Requirements → Recast the records from their opening line through the line containing "[623,398,719,634]", both ends included, as a two-column CSV with the headers request and answer. Give one row per request, put each field in quotation marks, and replace every line break within a field with a space.

[start of Material provided]

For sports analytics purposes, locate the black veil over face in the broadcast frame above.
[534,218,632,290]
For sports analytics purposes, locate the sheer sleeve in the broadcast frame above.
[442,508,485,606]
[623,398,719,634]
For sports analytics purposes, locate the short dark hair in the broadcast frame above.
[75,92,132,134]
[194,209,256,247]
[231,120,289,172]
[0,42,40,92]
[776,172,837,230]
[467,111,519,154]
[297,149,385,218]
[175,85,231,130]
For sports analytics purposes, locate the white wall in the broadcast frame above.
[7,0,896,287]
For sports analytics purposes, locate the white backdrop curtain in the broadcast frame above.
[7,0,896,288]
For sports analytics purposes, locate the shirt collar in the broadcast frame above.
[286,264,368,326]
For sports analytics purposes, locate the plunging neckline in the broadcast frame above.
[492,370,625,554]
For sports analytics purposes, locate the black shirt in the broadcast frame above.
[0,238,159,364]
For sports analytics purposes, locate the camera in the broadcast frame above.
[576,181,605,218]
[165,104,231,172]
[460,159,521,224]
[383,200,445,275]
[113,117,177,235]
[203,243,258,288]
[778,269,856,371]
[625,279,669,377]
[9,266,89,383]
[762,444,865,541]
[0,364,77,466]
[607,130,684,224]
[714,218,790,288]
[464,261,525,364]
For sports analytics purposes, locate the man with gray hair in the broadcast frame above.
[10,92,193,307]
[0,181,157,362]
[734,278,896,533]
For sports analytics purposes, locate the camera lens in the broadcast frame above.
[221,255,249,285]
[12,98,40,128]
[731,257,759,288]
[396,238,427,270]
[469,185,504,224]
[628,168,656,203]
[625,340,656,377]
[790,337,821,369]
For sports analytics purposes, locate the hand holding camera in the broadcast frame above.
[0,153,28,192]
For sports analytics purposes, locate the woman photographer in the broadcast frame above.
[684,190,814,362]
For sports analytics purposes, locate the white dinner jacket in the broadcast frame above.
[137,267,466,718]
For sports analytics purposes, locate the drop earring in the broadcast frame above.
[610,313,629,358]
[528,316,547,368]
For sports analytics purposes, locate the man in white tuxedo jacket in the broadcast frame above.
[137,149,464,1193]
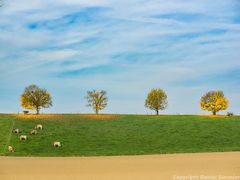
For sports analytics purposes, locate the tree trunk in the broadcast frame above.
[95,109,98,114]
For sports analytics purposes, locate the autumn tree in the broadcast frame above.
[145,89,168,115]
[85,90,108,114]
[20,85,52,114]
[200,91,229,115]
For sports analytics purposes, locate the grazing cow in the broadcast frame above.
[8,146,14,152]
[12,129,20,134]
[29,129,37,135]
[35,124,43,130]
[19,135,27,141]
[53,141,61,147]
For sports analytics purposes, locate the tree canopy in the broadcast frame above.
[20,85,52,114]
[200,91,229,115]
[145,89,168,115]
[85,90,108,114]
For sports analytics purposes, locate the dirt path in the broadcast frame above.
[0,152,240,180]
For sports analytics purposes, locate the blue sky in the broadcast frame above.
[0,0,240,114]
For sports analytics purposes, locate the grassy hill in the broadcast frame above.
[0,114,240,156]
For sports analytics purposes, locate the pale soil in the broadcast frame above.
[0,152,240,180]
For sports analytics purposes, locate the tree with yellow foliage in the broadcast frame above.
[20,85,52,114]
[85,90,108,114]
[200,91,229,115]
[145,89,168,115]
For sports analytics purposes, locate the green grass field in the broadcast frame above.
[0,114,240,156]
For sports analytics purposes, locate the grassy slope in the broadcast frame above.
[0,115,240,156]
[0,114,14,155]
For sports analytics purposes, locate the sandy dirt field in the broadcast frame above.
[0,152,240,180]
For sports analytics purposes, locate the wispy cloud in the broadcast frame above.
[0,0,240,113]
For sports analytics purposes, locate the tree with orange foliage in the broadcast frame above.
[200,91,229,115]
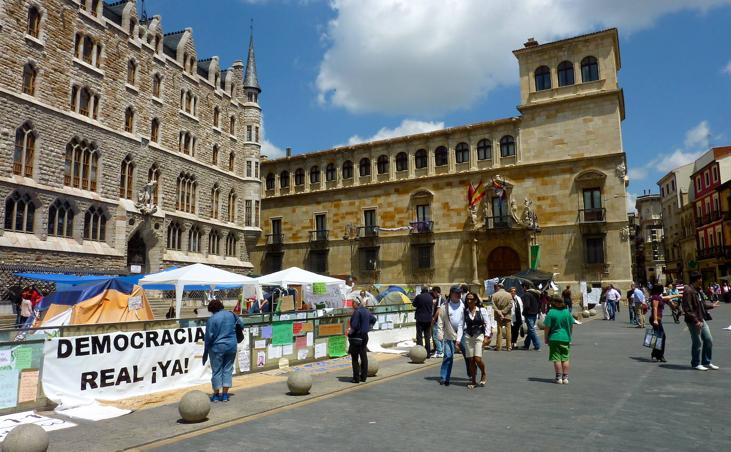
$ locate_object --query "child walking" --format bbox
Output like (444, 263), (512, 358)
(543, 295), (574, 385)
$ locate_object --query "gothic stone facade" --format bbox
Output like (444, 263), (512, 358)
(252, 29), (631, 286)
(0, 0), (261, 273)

[end of Material provided]

Solution →
request,answer
"For sports analytics purposes, locate the black veil over face in the broadcast frame above.","[534,218,632,290]"
"For sports analytics purposes, locate the sheer sleeve in the broadcast frame above.","[442,508,485,606] [623,398,719,634]"